*Your instructions*:
Return every line of the material below with no changes.
— begin Information provided —
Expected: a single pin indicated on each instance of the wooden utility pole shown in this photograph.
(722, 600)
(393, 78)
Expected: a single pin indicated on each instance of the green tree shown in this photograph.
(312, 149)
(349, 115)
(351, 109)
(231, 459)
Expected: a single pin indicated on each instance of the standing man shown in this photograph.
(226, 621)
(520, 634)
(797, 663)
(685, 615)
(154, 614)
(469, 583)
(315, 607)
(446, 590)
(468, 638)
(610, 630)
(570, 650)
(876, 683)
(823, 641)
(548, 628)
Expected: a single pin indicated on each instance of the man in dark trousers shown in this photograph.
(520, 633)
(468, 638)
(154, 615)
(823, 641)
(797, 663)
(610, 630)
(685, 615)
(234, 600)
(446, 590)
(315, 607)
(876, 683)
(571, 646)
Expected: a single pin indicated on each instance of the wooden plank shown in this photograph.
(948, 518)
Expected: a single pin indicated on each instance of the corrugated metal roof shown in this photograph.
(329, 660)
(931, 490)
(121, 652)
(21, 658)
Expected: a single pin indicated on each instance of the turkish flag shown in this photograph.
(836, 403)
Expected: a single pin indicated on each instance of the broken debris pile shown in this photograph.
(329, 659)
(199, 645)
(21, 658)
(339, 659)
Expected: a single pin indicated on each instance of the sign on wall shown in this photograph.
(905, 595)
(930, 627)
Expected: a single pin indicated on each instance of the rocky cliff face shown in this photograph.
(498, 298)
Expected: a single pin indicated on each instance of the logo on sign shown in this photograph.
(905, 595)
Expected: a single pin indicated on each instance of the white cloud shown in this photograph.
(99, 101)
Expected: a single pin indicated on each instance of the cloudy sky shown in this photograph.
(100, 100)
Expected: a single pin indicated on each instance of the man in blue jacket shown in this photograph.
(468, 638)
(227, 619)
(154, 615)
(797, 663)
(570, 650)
— end Information provided —
*Exercise result*:
Expected: a single pin indicated on each instance of the wooden utility pole shown in this photograph.
(722, 600)
(393, 78)
Expected: a single pin indicated on each instance of the green tree shown in this photograph.
(312, 149)
(349, 115)
(351, 109)
(231, 459)
Expected: a single pin indicated on each instance of the standing man shown in this photograph.
(226, 621)
(520, 634)
(797, 663)
(685, 615)
(154, 614)
(469, 583)
(315, 607)
(446, 590)
(468, 638)
(610, 630)
(570, 650)
(876, 683)
(823, 641)
(548, 628)
Expected: a single pin indicated on each instance of the man in dark trousers shown in this photograph.
(520, 633)
(468, 638)
(154, 615)
(823, 641)
(797, 663)
(610, 630)
(685, 615)
(234, 600)
(446, 590)
(315, 607)
(876, 683)
(571, 646)
Expected: a single pin indicated on each instance of the wooden plank shown in this photograph.
(948, 518)
Expected: a single pin indicated on each instance of the corrugated metal roof shown in this photograph.
(329, 660)
(931, 490)
(121, 652)
(21, 658)
Expected: a single pin indicated on each instance of the turkish flag shown in this photograph.
(836, 403)
Expected: a single pin indicated on each instance of the broken debris pile shown in this photograph.
(329, 659)
(199, 645)
(21, 658)
(339, 659)
Expected: a single pin indicated on each instance of the sign on wall shown in this photograph.
(905, 595)
(930, 627)
Expected: a single pin indicated on each instance of the rocky cliff face shown in this photograph.
(498, 298)
Expected: a single pin indicated on each instance of the logo on sign shown in this photograph.
(905, 595)
Expected: a single pin indicated on each instance of the white cloud shown in this photograph.
(99, 101)
Expected: a single pin indicated on each instance of the cloudy sky shown in this photograph.
(100, 100)
Expected: a single pin indicated on each instance of the man in blue jacket shown in this photograph.
(468, 638)
(227, 619)
(154, 615)
(797, 663)
(570, 650)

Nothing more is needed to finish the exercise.